### EXCERPTED PASSAGE
_ _ _ _

It was an eBay purchase that pulled DJ Shadow out of a pandemic slump: a trove of some 200 tapes’ worth of broadcasts recorded from a Baltimore and Washington, D.C.-area radio station in the 1980s. Novel yet stuck in time, their blend of dance, R&B, and early hip-hop triggered nostalgia without feeling overly familiar. On his latest LP, Action Adventure, Shadow homes in on a related aesthetic, importing an underground hip-hop ethos into the most expensive studio money could buy—in 1983. Whether with an MPC or a DAW, he remains a world-class drum programmer, and the beats here balance vintage luxury with slick modern production value. The synth space lasers and electronic drums on “Time and Space” sound clean and classic; the drums and melody on “Ozone Scraper” are basic but richly textured. The total effect is like a 4K remaster of an old film’s 35mm print, its fine grain beautifully rendered in high resolution.
The art and business of sampling have evolved significantly in the 30-plus years since DJ Shadow started making music. By the time of his first releases in the early ’90s, cratediggers were already starting to chop up and manipulate samples beyond recognition; by the end of the decade they had perfected the art of burying them in the mix, layering dozens of pieces of audio like camouflage. Shadow’s 1996 masterpiece Endtroducing… carries the distinction of being recognized by Guinness as the first album constructed completely from samples. But in 2023, the landscape looks much different; digital tools make identifying samples easier than ever, and publishing unlicensed material can create a legal time bomb.

_ _ _ _

Region pointing data:
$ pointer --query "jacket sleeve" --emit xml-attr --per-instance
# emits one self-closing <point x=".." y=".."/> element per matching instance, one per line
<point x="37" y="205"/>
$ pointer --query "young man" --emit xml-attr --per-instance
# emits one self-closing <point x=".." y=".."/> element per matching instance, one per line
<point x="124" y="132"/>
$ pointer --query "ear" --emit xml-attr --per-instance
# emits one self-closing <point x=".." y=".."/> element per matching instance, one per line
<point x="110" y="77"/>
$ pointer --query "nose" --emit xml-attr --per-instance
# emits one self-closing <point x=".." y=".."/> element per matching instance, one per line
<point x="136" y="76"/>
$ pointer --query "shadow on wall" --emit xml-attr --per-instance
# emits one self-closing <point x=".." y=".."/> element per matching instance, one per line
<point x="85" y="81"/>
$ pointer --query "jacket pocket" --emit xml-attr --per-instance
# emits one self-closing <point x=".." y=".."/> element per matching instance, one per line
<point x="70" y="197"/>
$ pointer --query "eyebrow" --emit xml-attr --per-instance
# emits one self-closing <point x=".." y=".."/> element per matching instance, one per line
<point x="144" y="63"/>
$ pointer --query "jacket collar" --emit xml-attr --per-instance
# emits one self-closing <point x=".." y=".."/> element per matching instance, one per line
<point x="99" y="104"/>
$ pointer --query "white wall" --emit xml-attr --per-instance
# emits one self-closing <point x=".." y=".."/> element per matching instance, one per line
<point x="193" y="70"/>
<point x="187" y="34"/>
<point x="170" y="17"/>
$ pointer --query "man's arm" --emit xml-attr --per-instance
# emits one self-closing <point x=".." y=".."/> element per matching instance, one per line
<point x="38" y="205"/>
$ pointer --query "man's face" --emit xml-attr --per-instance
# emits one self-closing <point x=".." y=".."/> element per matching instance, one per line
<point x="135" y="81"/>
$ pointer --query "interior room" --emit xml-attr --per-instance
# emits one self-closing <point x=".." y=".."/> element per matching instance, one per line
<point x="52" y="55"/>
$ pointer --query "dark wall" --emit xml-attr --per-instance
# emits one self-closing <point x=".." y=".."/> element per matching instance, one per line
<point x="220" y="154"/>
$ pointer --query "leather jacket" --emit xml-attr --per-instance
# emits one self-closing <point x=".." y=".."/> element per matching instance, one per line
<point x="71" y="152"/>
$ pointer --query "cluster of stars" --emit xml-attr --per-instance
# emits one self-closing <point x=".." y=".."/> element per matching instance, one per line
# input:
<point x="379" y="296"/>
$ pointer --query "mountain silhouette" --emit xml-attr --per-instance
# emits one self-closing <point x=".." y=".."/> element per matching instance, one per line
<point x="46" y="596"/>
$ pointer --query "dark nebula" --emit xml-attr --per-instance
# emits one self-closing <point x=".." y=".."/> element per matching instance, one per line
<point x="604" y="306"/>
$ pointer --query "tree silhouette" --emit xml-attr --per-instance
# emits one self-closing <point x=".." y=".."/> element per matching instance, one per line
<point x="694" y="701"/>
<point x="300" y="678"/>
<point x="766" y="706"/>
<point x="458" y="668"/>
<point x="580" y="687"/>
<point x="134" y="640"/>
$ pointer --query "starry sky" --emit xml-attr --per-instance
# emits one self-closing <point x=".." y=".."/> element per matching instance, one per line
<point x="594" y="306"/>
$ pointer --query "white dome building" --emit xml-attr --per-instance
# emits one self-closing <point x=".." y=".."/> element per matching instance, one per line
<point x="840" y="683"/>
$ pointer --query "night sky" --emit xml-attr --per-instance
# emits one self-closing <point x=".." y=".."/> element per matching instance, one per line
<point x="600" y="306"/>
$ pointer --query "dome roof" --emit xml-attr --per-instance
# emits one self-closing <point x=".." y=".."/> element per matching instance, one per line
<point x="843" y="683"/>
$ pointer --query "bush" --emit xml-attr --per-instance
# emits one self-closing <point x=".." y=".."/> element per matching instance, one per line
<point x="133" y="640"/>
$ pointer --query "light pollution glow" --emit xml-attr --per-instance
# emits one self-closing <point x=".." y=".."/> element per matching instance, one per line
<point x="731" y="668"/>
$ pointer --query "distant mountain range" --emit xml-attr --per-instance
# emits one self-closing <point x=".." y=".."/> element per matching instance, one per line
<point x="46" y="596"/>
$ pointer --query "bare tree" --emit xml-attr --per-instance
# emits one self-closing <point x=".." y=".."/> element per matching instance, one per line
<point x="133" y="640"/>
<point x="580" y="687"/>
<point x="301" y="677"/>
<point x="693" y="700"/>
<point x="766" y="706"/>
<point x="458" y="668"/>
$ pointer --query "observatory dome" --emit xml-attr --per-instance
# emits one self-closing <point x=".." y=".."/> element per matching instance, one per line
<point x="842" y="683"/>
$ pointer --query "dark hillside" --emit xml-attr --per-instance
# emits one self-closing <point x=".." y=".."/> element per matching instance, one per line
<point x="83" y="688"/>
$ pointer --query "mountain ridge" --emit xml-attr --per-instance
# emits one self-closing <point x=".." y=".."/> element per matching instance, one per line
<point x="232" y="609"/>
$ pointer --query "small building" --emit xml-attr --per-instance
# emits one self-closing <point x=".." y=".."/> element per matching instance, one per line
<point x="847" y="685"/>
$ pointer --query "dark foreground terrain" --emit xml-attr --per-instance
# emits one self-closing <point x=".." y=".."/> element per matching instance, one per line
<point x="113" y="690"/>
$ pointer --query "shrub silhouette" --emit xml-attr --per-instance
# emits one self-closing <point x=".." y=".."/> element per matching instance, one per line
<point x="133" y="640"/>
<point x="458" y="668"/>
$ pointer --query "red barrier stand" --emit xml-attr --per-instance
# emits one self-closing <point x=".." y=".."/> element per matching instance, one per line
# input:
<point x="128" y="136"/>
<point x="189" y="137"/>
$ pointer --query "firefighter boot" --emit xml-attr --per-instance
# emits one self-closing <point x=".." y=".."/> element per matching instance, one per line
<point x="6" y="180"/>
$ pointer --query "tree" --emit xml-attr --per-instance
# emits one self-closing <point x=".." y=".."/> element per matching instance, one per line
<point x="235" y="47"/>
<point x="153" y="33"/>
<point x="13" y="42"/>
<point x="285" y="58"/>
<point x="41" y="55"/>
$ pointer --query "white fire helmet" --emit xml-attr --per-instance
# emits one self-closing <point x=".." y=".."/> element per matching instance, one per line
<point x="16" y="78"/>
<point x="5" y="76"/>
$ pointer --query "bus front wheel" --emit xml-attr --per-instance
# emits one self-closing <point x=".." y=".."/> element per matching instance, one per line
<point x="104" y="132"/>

_ _ _ _

### TASK BRIEF
Continue the DJ Shadow album review above, starting right after its final sentence.

### EXPECTED OUTPUT
The samples on Action Adventure, rather than providing a wealth of material from which to create a collage, feel like calculated choices, hyper-specific triggers that help set the tone for the songs. The rambling riff and scream from Dust’s 1971 hard rock jam “Loose Goose” provides the jump-off for the high-octane “Free for All,” a raucous bruiser that could easily pass for a Run the Jewels instrumental. A line from Loudon Wainwright III’s 1986 folk ballad “Expatriot,” about a man leaving home, becomes the centerpiece of “All My,” a blistering ode to crate-digging that would feel right at home at a Chicago footwork party. And he’s still capable of finding salvation in the stacks, pulling an inspired vocal performance from Jan Jerome’s obscure 1990 R&B B-side “Baby, Got Me Goin” to build the stunning new jack swing track “You Played Me,” with a bassline that could give a twentysomething Teddy Riley a run for his money.